What the task requires:
In the lines from the line with "of the rectangular" to the line with "x=765 y=507", change "parking" to "street". Return only those lines, with nothing else altered.

Object pointing dataset rows:
— start —
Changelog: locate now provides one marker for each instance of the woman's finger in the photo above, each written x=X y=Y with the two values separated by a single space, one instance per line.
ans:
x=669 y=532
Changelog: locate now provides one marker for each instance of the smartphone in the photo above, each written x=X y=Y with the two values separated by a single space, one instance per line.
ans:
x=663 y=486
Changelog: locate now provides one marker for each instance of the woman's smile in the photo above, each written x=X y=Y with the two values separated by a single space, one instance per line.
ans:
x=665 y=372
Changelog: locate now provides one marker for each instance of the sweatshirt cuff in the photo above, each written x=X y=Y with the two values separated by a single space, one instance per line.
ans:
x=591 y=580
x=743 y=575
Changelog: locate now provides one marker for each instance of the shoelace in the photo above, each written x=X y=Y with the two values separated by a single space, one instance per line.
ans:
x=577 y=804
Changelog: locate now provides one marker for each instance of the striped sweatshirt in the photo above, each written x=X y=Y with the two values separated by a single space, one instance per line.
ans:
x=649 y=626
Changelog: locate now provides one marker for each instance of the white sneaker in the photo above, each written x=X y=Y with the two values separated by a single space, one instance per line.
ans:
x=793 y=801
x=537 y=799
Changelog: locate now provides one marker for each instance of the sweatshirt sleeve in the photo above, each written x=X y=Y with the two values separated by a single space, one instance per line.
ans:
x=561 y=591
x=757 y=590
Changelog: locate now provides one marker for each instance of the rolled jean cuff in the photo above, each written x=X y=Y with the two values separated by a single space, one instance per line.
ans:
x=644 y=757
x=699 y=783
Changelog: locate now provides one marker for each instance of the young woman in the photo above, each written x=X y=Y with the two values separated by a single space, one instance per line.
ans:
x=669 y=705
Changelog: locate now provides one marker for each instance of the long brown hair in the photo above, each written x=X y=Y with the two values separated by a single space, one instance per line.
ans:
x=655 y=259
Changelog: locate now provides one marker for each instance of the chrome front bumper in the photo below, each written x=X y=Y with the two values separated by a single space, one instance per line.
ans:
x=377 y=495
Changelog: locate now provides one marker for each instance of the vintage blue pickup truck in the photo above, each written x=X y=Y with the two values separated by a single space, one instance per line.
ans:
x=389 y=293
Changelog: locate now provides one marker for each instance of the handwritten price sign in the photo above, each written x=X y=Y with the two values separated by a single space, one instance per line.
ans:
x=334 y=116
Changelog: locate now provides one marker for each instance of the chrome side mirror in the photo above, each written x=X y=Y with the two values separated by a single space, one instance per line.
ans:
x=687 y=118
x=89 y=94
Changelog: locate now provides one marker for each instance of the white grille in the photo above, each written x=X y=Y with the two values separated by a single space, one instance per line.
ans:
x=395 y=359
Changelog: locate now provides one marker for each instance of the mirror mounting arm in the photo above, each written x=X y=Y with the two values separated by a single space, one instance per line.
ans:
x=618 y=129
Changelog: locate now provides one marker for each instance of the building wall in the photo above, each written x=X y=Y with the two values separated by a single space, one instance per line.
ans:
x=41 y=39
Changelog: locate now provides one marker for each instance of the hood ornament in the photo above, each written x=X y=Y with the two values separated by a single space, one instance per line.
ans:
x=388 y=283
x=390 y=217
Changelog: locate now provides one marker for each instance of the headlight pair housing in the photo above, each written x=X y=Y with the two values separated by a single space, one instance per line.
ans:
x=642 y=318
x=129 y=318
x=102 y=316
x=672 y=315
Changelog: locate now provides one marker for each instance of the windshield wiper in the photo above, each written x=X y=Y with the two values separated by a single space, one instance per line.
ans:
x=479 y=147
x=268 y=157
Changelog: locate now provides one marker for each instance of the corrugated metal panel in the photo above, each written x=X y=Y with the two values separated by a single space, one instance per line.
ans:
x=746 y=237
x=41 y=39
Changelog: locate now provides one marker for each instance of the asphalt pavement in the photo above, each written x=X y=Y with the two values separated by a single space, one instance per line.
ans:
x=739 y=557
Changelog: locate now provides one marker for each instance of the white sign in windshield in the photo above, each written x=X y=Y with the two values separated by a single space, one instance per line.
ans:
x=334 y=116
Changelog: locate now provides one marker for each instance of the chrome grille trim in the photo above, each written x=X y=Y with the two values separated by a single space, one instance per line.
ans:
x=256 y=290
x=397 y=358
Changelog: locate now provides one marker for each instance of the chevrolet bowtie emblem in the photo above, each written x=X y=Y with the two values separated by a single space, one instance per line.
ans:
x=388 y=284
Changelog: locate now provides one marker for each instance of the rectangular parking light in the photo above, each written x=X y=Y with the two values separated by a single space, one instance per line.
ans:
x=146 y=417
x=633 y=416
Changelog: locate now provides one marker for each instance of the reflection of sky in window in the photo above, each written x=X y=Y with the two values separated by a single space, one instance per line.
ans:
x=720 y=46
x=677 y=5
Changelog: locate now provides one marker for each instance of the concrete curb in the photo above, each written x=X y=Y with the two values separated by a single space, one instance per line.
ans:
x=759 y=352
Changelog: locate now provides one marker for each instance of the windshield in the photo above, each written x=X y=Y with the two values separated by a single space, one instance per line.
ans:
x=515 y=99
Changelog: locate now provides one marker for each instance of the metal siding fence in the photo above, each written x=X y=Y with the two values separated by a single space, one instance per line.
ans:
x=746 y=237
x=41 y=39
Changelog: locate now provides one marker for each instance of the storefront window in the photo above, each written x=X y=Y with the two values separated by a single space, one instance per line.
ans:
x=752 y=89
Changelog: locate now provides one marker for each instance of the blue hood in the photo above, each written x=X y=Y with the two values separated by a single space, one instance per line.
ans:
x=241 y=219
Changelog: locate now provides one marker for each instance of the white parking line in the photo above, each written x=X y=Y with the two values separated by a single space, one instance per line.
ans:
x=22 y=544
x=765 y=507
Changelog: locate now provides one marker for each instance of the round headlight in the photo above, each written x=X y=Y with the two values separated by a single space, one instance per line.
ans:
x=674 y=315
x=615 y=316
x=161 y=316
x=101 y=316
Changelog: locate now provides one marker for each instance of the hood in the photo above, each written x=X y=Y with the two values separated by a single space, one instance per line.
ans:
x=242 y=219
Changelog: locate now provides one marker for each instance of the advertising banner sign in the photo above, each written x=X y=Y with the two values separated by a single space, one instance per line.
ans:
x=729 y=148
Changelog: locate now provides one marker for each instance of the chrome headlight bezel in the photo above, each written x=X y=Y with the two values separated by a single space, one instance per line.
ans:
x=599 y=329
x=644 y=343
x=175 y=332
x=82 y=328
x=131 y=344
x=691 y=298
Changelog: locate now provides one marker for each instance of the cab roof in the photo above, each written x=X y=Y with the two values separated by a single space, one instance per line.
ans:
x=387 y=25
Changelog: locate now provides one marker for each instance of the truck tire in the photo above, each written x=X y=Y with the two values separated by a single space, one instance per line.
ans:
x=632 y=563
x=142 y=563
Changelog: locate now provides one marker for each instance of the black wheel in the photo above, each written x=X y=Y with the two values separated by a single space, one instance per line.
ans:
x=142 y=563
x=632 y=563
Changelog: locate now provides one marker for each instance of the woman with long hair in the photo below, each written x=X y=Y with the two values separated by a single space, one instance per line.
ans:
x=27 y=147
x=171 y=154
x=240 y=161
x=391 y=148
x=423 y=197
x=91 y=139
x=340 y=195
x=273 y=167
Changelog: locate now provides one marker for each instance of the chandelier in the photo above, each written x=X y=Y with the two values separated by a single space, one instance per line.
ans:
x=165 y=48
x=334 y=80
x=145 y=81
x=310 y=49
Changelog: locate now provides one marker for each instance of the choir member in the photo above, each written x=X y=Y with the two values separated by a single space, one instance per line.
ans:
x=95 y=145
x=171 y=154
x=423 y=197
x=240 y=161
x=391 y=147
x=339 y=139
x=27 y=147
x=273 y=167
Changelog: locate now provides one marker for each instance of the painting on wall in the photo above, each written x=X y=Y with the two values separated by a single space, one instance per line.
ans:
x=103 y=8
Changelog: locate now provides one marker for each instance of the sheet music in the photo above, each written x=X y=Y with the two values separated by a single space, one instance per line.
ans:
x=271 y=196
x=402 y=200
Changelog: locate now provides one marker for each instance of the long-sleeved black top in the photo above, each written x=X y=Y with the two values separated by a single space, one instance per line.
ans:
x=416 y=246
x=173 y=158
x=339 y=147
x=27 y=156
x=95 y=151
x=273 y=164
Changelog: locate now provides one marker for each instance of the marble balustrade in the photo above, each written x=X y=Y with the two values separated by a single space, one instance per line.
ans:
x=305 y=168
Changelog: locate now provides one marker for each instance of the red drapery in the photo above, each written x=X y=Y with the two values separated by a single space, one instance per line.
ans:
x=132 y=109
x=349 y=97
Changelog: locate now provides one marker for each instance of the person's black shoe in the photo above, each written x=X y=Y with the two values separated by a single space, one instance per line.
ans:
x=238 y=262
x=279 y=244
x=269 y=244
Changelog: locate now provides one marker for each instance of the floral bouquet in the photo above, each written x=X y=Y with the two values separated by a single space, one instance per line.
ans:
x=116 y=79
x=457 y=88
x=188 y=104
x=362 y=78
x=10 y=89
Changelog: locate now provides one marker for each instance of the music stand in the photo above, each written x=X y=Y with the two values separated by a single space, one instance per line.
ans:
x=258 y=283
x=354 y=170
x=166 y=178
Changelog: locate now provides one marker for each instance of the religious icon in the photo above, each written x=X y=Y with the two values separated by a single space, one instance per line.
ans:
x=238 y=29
— end —
Task answer:
Changelog: locate now provides one marker for each instance of the rectangular street light in the photo above, each written x=X y=Y with the two values separated by a single space, one instance per line.
ans:
x=146 y=417
x=633 y=416
Changelog: locate now provides one marker for each instance of the reflection of sky in window in the photo above, each written x=X y=Y with the two values separated by a single space, one instance per line.
ans:
x=720 y=46
x=677 y=5
Changelog: locate now provides one marker for each instance of the concrete curb in the photo above, each written x=X y=Y with the two values separated by a single space, one instance per line.
ans:
x=759 y=352
Changelog: locate now provides one marker for each instance of the windshield in the photo above, each written x=X y=Y with the two values separated by a single space, one instance per line.
ans:
x=515 y=99
Changelog: locate now provides one marker for each instance of the metal siding fence in the photo above, each written x=X y=Y with the two values separated by a single space, one instance per line.
ans:
x=746 y=237
x=41 y=39
Changelog: locate now provides one marker for each instance of the storefront window in the photo above, each written x=X y=Y with the two values separated by a single space, one instance per line.
ans:
x=752 y=89
Changelog: locate now provides one marker for each instance of the blue hood in the photo above, each written x=X y=Y with the two values separated by a single space, one instance per line.
ans:
x=241 y=219
Changelog: locate now provides one marker for each instance of the white street line in the photo above, each written x=X y=Y with the two values separated by a single space, one instance per line.
ans:
x=22 y=544
x=765 y=507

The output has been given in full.